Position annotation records
— START —
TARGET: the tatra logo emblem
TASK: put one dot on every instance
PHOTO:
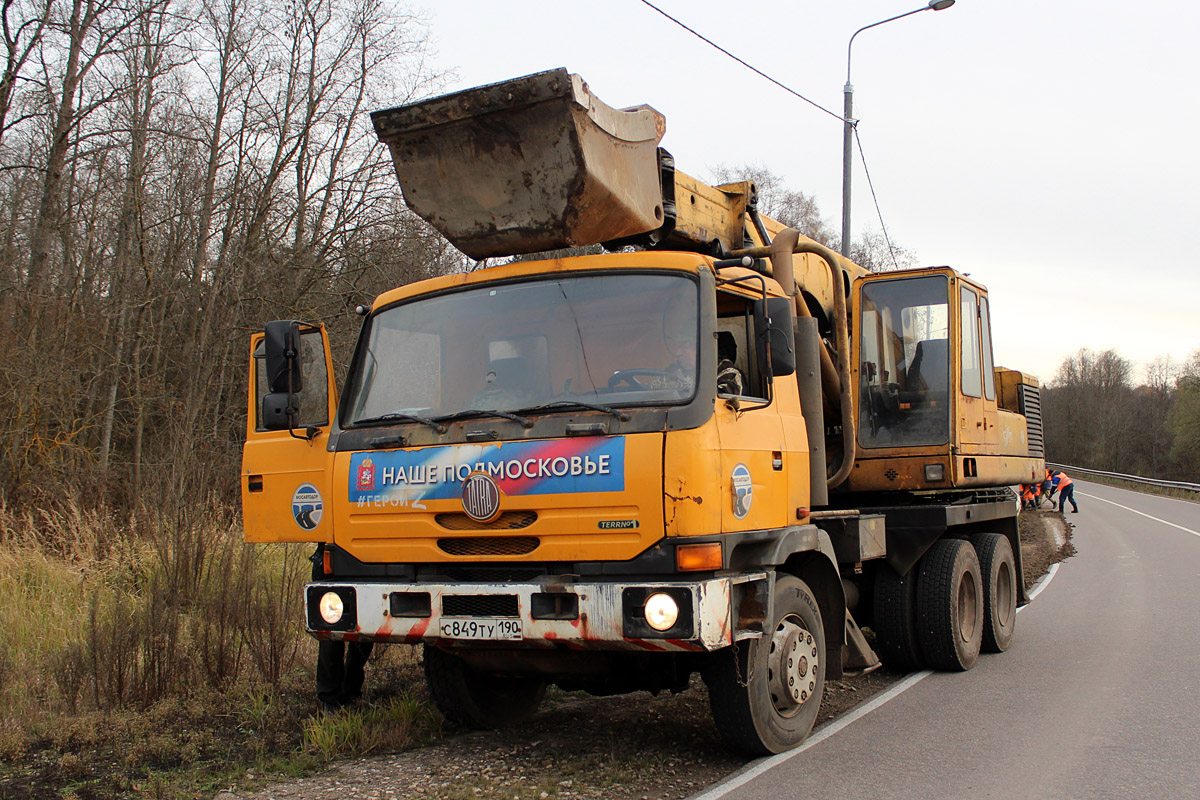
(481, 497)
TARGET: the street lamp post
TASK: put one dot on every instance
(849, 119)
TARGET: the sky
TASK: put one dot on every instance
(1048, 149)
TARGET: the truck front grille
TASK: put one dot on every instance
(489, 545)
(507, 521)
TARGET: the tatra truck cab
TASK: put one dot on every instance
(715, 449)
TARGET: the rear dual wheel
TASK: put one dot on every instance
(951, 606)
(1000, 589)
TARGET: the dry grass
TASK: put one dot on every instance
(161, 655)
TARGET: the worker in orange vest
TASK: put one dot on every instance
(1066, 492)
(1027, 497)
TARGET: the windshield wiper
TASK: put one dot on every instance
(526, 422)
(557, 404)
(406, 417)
— END —
— START —
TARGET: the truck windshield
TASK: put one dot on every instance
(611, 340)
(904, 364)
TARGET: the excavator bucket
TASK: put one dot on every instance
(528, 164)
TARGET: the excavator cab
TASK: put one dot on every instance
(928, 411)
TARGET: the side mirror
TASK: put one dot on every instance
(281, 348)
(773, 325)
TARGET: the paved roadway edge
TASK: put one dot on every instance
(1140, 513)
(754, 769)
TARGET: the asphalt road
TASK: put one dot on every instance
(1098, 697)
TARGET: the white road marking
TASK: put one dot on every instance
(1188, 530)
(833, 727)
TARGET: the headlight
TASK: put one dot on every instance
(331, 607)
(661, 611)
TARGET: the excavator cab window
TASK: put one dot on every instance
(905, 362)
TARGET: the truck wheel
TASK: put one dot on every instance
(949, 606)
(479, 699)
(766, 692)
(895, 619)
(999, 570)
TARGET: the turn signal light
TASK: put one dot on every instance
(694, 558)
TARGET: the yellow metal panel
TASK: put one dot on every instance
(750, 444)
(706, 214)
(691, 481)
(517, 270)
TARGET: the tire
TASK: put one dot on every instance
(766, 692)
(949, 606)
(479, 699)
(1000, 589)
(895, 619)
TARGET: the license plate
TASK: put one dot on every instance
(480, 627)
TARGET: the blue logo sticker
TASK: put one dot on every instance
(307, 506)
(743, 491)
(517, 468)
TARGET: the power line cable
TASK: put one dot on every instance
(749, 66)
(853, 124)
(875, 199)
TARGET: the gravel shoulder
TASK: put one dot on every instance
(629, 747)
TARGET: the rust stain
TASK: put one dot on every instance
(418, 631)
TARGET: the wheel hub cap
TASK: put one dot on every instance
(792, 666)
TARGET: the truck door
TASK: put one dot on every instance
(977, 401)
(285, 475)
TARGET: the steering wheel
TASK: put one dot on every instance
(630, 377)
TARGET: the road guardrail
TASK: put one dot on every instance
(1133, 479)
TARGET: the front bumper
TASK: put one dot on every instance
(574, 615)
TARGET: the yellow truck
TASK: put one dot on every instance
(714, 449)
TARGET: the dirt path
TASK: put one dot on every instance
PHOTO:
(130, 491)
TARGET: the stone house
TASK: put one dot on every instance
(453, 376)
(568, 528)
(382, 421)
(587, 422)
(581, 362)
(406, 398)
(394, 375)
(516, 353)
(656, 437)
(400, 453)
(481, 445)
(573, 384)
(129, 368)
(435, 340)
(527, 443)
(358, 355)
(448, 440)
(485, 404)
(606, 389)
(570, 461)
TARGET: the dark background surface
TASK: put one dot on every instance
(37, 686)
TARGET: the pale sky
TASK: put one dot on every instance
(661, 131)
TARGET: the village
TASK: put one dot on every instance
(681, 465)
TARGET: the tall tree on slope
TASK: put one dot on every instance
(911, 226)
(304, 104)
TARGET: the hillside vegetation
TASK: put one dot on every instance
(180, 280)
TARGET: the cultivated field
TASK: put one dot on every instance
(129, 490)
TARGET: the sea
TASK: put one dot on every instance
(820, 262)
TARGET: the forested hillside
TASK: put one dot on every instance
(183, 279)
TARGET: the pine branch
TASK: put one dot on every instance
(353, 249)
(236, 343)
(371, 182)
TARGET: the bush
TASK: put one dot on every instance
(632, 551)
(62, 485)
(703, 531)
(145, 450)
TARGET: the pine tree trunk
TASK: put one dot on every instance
— END —
(Brief):
Transcribe the lines of the material above word for word, starting at the line that contains "TARGET: the excavator bucket" and ending after the line that contains "(1098, 697)".

(Answer to this task):
TARGET: the excavator bucket
TASK: put one dot on every instance
(528, 164)
TARGET: the excavator cab
TASK: put one dot on every instance
(928, 411)
TARGET: the side mirror
TASK: put one dot on every instance
(281, 348)
(773, 325)
TARGET: the paved roadway edge
TASK: put one dot on every instance
(1140, 513)
(754, 769)
TARGET: the asphalt road
TASK: put one dot on every instance
(1098, 697)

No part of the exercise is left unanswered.